— START —

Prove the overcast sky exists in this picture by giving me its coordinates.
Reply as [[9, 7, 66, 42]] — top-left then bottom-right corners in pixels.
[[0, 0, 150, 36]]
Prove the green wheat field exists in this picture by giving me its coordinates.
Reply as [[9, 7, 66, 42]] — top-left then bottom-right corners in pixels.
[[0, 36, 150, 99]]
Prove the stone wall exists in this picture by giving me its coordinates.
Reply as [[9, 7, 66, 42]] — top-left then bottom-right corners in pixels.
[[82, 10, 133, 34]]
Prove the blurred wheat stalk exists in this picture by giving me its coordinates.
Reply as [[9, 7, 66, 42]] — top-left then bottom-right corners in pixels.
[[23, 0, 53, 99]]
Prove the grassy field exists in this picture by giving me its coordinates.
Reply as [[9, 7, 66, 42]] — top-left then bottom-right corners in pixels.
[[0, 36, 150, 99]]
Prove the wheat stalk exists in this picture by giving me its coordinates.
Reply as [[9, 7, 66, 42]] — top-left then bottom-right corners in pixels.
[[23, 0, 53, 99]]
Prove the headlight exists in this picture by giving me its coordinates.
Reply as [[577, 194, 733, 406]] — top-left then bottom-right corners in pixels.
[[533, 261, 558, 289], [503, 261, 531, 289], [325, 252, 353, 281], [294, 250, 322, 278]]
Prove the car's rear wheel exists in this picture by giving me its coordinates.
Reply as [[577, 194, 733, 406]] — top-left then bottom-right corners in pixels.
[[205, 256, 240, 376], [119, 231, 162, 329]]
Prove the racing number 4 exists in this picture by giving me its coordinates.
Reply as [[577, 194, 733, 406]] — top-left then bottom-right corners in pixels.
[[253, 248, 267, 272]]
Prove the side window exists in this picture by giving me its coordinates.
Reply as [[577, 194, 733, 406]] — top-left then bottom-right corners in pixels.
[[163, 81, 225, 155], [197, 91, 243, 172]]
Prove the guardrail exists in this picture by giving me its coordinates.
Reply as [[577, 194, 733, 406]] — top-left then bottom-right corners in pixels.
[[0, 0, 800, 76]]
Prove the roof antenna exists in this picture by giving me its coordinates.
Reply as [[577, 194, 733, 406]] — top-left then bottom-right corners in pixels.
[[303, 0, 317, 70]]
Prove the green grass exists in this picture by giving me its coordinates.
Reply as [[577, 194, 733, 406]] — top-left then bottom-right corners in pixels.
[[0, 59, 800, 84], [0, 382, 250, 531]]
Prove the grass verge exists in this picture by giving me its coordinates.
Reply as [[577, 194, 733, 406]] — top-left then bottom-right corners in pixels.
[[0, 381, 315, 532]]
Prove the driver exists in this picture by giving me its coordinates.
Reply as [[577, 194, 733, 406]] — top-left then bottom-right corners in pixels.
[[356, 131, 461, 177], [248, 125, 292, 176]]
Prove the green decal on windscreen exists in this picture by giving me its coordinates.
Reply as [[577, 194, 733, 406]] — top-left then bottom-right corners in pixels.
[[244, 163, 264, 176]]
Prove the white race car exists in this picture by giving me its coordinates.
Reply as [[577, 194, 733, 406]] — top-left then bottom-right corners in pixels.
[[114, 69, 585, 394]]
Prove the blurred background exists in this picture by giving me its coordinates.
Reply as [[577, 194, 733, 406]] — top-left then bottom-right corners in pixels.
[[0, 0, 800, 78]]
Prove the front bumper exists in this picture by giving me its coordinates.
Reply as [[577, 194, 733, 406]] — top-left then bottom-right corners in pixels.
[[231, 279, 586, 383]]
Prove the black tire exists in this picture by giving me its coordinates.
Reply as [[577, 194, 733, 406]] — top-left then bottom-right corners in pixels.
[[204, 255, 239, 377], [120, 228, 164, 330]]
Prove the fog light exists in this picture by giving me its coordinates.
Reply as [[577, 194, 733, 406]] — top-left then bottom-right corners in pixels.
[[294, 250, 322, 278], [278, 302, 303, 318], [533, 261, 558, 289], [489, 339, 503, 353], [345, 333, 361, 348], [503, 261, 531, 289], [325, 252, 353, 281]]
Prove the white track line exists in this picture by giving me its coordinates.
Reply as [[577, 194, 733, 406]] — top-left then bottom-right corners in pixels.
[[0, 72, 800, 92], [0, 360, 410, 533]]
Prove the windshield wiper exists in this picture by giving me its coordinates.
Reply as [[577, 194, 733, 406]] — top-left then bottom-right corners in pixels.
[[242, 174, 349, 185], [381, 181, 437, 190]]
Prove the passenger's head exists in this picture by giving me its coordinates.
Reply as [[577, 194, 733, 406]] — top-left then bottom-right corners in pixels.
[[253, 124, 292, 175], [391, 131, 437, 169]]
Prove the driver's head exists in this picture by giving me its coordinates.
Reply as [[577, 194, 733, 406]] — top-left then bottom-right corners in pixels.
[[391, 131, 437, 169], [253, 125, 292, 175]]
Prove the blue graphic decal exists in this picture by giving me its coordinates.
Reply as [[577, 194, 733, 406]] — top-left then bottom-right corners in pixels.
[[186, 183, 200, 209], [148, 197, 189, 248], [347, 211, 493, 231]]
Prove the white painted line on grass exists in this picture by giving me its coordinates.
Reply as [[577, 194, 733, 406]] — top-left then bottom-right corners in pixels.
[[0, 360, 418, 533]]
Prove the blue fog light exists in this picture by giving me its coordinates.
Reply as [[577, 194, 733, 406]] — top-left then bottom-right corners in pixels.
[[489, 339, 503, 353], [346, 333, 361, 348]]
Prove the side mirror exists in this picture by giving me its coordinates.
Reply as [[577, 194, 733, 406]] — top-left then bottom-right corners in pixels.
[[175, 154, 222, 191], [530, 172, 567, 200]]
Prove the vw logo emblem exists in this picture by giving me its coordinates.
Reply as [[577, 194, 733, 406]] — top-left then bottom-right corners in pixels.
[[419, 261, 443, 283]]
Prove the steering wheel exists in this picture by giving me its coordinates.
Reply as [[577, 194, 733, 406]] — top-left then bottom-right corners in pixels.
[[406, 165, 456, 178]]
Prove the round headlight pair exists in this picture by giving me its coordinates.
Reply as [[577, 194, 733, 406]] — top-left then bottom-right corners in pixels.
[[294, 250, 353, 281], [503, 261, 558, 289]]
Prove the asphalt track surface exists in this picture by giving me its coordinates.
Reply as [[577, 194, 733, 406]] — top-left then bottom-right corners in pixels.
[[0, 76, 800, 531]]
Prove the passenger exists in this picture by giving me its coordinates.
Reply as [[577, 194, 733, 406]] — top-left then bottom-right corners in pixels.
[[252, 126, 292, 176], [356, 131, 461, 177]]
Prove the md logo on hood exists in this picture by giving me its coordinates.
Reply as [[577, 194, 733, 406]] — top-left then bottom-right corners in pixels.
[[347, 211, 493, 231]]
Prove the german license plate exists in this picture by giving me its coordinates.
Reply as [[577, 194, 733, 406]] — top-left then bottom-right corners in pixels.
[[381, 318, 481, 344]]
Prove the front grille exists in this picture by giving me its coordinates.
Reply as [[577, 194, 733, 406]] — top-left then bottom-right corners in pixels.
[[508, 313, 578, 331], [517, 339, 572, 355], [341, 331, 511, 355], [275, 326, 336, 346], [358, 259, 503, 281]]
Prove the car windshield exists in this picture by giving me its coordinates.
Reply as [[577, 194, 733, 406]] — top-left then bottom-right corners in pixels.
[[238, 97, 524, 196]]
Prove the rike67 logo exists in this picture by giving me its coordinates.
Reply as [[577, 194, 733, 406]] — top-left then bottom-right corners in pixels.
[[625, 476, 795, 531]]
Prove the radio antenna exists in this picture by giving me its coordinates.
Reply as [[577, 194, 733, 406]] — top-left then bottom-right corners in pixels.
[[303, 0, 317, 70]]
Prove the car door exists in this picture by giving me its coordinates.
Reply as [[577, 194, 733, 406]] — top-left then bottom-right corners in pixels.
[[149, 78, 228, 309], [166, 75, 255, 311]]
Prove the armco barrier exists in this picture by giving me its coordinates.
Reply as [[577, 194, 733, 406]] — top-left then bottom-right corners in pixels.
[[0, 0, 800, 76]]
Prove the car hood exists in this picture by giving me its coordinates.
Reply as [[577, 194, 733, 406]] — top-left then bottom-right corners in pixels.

— END —

| Work required |
Can you write out the lines starting at the one containing "Prove the steering" and ending at the one containing "259, 503, 281]]", substituting "driver" for "passenger" and keeping all else the same?

| Task answer |
Prove the steering wheel exists in this picture by giving me its coordinates.
Reply as [[577, 194, 733, 406]] — top-left then bottom-right corners in pixels.
[[406, 165, 456, 178]]
Prove the round headlight pair exists in this picture by giving me its coordinates.
Reply as [[577, 194, 733, 406]] — top-left then bottom-right corners in pixels.
[[294, 250, 353, 281], [503, 261, 558, 289]]
Prove the asphalt track surface exists in this picture by giving me its coordinates.
Reply as [[577, 194, 733, 406]] — top-left then bottom-right corners in pixels.
[[0, 76, 800, 531]]
Prove the driver exists in this picture by giving me its coordinates.
Reply as [[577, 194, 733, 406]] — top-left then bottom-right corners in pixels.
[[252, 126, 292, 176], [356, 131, 461, 177]]
Prove the md logo on hood exists in this picture by giving me its coordinates.
Reply as [[577, 194, 733, 406]] — top-left then bottom-right corners in pixels.
[[347, 211, 493, 231]]
Prove the german license plate exists in this picture by giving me its coordinates.
Reply as [[577, 194, 733, 406]] — top-left then bottom-right corners in pixels.
[[381, 318, 481, 344]]
Prove the front grille exists in this picture by giving me its coordinates.
Reply as [[577, 194, 733, 406]] — top-left then bottom-right corners in pixels.
[[508, 313, 578, 331], [517, 339, 572, 355], [341, 331, 511, 355], [275, 326, 336, 346], [358, 259, 503, 281]]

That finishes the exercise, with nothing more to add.